# [INFORMATION SHOWN]
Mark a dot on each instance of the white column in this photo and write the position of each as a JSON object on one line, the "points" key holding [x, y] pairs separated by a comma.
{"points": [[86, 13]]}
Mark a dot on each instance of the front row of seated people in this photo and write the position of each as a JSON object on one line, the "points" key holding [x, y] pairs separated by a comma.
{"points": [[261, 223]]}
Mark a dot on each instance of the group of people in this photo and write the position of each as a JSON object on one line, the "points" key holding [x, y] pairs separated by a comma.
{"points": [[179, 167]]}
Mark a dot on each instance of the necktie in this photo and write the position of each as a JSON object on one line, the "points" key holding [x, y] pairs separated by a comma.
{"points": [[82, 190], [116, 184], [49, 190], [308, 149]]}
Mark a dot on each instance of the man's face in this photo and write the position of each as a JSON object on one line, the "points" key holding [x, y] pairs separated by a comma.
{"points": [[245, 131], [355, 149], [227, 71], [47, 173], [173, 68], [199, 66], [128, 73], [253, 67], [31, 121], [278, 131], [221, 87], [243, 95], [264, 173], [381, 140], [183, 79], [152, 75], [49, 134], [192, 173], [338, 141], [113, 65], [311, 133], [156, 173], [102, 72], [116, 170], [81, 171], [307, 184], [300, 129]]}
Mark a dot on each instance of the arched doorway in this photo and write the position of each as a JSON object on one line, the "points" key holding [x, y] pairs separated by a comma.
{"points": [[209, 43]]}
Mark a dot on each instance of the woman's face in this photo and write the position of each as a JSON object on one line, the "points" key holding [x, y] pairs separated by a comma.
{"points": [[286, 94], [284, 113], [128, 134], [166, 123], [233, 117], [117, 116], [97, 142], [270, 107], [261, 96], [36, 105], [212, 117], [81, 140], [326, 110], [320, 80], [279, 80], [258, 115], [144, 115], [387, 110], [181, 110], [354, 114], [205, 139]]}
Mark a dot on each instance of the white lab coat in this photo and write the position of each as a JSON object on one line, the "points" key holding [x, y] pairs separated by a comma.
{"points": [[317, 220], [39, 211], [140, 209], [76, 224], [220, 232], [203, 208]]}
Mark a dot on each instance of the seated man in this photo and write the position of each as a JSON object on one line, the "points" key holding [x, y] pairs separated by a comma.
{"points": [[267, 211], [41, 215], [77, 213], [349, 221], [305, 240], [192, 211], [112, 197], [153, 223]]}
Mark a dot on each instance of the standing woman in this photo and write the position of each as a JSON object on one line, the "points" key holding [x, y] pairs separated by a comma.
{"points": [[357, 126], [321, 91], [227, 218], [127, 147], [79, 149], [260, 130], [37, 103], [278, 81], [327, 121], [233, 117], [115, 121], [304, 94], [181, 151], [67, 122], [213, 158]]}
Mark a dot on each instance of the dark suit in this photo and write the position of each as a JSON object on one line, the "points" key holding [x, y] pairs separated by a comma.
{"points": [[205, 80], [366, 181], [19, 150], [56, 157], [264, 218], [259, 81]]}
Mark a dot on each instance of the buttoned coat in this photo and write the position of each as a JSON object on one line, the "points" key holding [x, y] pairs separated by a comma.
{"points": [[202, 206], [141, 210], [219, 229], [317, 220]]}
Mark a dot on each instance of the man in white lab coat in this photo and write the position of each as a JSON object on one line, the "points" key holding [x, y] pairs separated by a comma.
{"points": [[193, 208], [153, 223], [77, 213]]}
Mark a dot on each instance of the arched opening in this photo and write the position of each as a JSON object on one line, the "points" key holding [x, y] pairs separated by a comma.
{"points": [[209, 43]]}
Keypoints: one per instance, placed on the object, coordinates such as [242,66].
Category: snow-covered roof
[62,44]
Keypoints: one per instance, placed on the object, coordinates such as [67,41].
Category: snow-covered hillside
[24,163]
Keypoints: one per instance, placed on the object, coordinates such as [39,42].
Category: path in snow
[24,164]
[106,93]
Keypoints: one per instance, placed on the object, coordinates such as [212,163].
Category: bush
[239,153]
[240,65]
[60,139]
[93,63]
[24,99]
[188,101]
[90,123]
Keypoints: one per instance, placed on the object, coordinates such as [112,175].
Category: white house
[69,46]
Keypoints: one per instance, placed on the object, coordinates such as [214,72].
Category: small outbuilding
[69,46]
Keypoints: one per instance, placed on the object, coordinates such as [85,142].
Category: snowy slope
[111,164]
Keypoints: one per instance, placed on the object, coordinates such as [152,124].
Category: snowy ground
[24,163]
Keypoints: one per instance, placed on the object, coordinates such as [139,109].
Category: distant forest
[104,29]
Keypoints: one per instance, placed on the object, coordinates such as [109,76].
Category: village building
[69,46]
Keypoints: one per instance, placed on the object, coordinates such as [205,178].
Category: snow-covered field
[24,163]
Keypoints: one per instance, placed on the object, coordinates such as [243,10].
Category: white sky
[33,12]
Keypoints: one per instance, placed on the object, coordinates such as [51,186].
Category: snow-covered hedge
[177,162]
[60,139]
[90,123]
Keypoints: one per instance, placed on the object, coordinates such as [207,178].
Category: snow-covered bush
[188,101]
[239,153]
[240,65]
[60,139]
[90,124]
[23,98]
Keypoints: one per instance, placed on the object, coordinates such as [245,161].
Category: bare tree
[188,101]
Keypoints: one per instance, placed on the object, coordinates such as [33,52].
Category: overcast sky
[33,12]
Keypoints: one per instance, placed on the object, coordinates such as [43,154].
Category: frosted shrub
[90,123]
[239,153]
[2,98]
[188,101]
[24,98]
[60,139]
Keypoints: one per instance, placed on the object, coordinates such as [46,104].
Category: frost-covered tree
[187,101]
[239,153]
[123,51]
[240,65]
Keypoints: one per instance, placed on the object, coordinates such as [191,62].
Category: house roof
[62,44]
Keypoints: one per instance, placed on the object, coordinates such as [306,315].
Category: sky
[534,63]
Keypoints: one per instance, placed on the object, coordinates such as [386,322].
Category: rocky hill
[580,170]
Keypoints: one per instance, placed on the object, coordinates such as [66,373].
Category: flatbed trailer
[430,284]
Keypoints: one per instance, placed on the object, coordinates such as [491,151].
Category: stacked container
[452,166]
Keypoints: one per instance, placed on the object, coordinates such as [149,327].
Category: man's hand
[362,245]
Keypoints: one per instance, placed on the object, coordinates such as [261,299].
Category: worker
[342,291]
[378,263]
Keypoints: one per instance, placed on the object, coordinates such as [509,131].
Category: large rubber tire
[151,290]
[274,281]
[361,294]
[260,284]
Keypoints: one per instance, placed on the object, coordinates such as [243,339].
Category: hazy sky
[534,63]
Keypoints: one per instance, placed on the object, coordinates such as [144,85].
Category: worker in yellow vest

# [STATED PROBLEM]
Format everything from the line containing "such as [144,85]." down to the end of the records as a numbered list, leaving out any blank lines.

# [EXERCISE SOLUTION]
1. Keypoints: one per instance, placed on the object, coordinates such as [144,85].
2. Category: worker in yellow vest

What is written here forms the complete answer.